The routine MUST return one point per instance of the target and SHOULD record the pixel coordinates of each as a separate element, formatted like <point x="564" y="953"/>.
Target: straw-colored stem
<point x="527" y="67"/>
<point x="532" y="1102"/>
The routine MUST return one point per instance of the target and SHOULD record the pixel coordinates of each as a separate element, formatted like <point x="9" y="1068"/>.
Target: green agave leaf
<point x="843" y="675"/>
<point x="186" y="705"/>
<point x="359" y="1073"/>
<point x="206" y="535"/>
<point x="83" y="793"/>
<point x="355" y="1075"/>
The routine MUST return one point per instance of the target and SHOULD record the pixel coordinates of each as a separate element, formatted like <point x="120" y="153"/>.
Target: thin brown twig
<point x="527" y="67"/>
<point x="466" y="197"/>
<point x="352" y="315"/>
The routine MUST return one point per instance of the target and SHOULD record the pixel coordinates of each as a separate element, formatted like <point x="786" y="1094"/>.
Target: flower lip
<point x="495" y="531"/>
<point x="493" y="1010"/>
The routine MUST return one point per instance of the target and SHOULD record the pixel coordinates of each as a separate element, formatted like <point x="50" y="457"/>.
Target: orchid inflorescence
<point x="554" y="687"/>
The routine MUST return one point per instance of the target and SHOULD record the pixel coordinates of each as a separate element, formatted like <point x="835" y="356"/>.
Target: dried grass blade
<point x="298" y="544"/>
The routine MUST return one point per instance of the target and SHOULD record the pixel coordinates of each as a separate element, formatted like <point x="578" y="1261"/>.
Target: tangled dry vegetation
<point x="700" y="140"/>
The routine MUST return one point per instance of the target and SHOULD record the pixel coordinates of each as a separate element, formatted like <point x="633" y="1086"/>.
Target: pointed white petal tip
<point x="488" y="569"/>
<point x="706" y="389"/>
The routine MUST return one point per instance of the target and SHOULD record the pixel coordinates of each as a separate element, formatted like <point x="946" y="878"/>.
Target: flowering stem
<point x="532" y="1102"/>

__Task goal__:
Would you return all of the material exactly as written?

__Completed exercise__:
The routine MUST return one point per instance of the target and SHOULD record the pixel coordinates of each as a separate element, formatted like <point x="564" y="953"/>.
Target: straw-colored stem
<point x="527" y="67"/>
<point x="532" y="1102"/>
The routine MUST return one point per instance of the target and SHOULD record the pixel coordinates of each as a separate element, formatted like <point x="9" y="1068"/>.
Target: green agave leaf
<point x="843" y="675"/>
<point x="186" y="705"/>
<point x="359" y="1073"/>
<point x="206" y="535"/>
<point x="83" y="793"/>
<point x="355" y="1075"/>
The routine MUST return one point per instance of the target and SHOULD record the pixel coordinates of each as a separate element, formatted like <point x="120" y="153"/>.
Target: thin brown twig
<point x="527" y="67"/>
<point x="466" y="197"/>
<point x="352" y="315"/>
The routine MUST return one point per instance of the target and SHOULD record the pixel coordinates of each as a separate element, formatted like <point x="786" y="1094"/>.
Target: flower lip
<point x="495" y="531"/>
<point x="493" y="1010"/>
The routine MUST return one point per instance of the target and SHOULD record the pixel coordinates of each as a separate element, formatted like <point x="50" y="457"/>.
Target: orchid inflorescence
<point x="554" y="687"/>
The routine MUST return one point per instance of the target and SHOULD record the pixel coordinates of each as a separate element, formatted like <point x="835" y="356"/>.
Target: dried grass blade
<point x="298" y="544"/>
The routine MUST return one point per instance of the target and SHOULD record the pixel coordinates of each as a separate element, formatted like <point x="578" y="1261"/>.
Target: tangled dry vegetation
<point x="700" y="140"/>
The routine MUST return one point per instance of the target and SHOULD record the pixel coordinates of each as a separate element, formatted like <point x="633" y="1086"/>.
Target: pointed white petal tip
<point x="488" y="569"/>
<point x="706" y="389"/>
The routine MUST return one point per instance of the target and SHOULD record the pixel coordinates of each as a separate element, formatted like <point x="946" y="878"/>.
Target: flowering stem
<point x="532" y="1102"/>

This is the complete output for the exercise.